Sunday, October 26, 2008

Transpositions

Transpositions are undeniably part of real world texts, and must be included in any practical solution to the technical problems of how to represent overlapping structures in digital texts. The MVD or variant graph model described on this website includes transpositions, but until now there has been no way to calculate them automatically.

Transpositions can't be supported in any markup scheme. In principal, any section of the document can be transposed, not only small bits of text. This means that a feature like the ‘copyof’ attribute (Smith, 1999), if used to record transpositions, would have to allow any element to be contained in any other element – thus destroying the whole idea of a document schema or DTD. Also, the transposed sections might not even contain well-formed markup, i.e. they might contain unmatched start or end-tags. So this approach doesn’t work.

• [Problems]
1. In the post on transpositions, what could not be done with transpositions in the MVD model until now?
2. Please continue the post on transpositions from the point where it stops.
The data after this point comes from a different source.

• [Provided material]

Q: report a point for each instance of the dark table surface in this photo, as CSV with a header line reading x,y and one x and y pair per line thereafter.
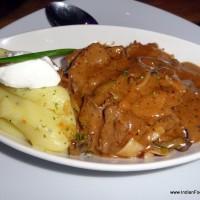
x,y
10,11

• [Results]
1. They could not be calculated automatically.

2.
The method I have been using until now is that suggested by Lopresti and Tomkins (1997): that one should do all the alignments, variants, deletions and insertions first, and then consider pairs of insertions/deletions as candidates for transposition afterwards. The problem is that, while this works well for two versions, it leads to problems caused by ‘contamination’ between multiple versions. You end up with the same word being recorded as a variant of itself in another version. What is left over after the completion of alignment is a lot of noise that does not form a suitable basis for the calculation of transpositions.

The French Connection

Alternatively, the approach adopted by Bourdaillet (2007) in his thesis is the exact opposite: do the transpositions (and alignments) first, then what is left over can be considered as candidate variants, insertions and deletions. His method is, however, still tied to just two versions, but there are some useful ideas that can be applied to the case of aligning N versions too.

One reason why I suspect he avoided trying to merge N versions into one document was that he didn't have a data structure to record it, but also because, until now, this has been considered to be too hard a problem. However, I believe that it is solvable, by combining his general approach with the MVD document structure. I will try to describe how it will work, by illustrating a simple example step by step.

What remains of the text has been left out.